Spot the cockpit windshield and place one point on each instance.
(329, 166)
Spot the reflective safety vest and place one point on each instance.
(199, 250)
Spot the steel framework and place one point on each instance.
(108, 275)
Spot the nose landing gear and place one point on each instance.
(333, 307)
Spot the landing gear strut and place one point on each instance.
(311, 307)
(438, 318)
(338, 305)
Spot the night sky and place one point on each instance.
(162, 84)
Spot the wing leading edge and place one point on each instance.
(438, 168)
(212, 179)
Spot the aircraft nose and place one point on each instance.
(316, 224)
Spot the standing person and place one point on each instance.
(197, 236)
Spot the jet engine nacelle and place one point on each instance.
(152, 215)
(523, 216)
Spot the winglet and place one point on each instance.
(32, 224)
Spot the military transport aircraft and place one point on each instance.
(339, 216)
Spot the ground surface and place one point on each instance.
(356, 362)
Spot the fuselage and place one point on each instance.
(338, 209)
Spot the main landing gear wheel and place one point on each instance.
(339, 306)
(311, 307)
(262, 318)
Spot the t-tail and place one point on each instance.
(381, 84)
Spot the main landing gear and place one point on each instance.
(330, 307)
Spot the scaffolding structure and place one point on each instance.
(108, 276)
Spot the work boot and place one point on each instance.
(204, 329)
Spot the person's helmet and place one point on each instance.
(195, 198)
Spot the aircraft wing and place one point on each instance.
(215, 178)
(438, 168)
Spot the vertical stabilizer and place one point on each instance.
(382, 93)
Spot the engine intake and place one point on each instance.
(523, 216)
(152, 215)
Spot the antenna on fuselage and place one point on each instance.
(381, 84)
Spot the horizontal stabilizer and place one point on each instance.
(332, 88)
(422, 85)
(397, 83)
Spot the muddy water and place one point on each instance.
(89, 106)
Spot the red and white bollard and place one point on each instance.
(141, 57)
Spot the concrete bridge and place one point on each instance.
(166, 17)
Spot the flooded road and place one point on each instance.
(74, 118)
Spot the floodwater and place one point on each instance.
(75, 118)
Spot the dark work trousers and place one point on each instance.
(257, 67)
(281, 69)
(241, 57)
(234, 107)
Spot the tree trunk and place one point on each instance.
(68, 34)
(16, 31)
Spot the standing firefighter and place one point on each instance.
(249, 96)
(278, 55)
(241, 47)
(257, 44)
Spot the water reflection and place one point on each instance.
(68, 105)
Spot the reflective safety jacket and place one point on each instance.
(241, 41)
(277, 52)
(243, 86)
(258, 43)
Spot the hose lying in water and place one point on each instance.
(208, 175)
******
_练习说明:_
请更新上面全部记录，把每一处“Spot”都换成“Locate”，其他内容一字不改，然后把所有记录完整写出来。

_任务作答:_
Locate the cockpit windshield and place one point on each instance.
(329, 166)
Locate the reflective safety vest and place one point on each instance.
(199, 250)
Locate the steel framework and place one point on each instance.
(108, 275)
Locate the nose landing gear and place one point on each instance.
(333, 307)
Locate the landing gear strut and place one point on each instance.
(311, 307)
(438, 318)
(338, 305)
Locate the night sky and place one point on each instance.
(162, 84)
Locate the wing leading edge and place one point on each instance.
(438, 168)
(212, 179)
Locate the aircraft nose and place one point on each instance.
(316, 224)
Locate the standing person and place one point on each instance.
(197, 236)
Locate the jet engine nacelle and place one point on each instance.
(152, 215)
(523, 216)
Locate the winglet and place one point on each instance.
(32, 224)
Locate the military transport aircraft and place one point on each instance.
(339, 216)
Locate the ground surface and place one point on each instance.
(356, 362)
Locate the fuselage and place one point on each instance.
(338, 209)
Locate the main landing gear wheel and place one point on each instance.
(339, 306)
(311, 307)
(262, 318)
Locate the t-tail and place one point on each instance.
(381, 84)
Locate the main landing gear and place one point on each instance.
(330, 307)
Locate the scaffolding structure and place one point on each instance.
(108, 276)
Locate the work boot and place one point on each instance.
(204, 329)
Locate the person's helmet and place one point on each instance.
(195, 198)
Locate the aircraft wing and place one point on each instance.
(215, 178)
(438, 168)
Locate the vertical stabilizer and place one point on each instance.
(382, 93)
Locate the engine intake and place one point on each instance.
(523, 216)
(152, 215)
Locate the antenna on fuselage and place one point on each instance.
(381, 84)
Locate the horizontal stabilizer and place one point on each instance.
(332, 88)
(422, 85)
(397, 83)
Locate the muddy water and place one point on each instance.
(89, 106)
Locate the red and white bollard and place one point on each instance.
(141, 57)
Locate the concrete bridge and place one point on each instance.
(166, 17)
Locate the flooded road and place one point on each instance.
(74, 118)
Locate the floodwater and place one point on each instance.
(75, 118)
Locate the dark work trousers and place one point on each instance.
(257, 67)
(281, 69)
(241, 57)
(234, 107)
Locate the tree trunk and place one point on each instance.
(68, 34)
(16, 31)
Locate the standing firefighter and place one point on each instance.
(249, 96)
(278, 55)
(241, 47)
(257, 44)
Locate the water reflection and place one point on each instance.
(68, 105)
Locate the reflective safety jacket and place one point on each instance.
(241, 41)
(277, 52)
(243, 86)
(258, 43)
Locate the hose lying in water and place one point on each instance.
(208, 175)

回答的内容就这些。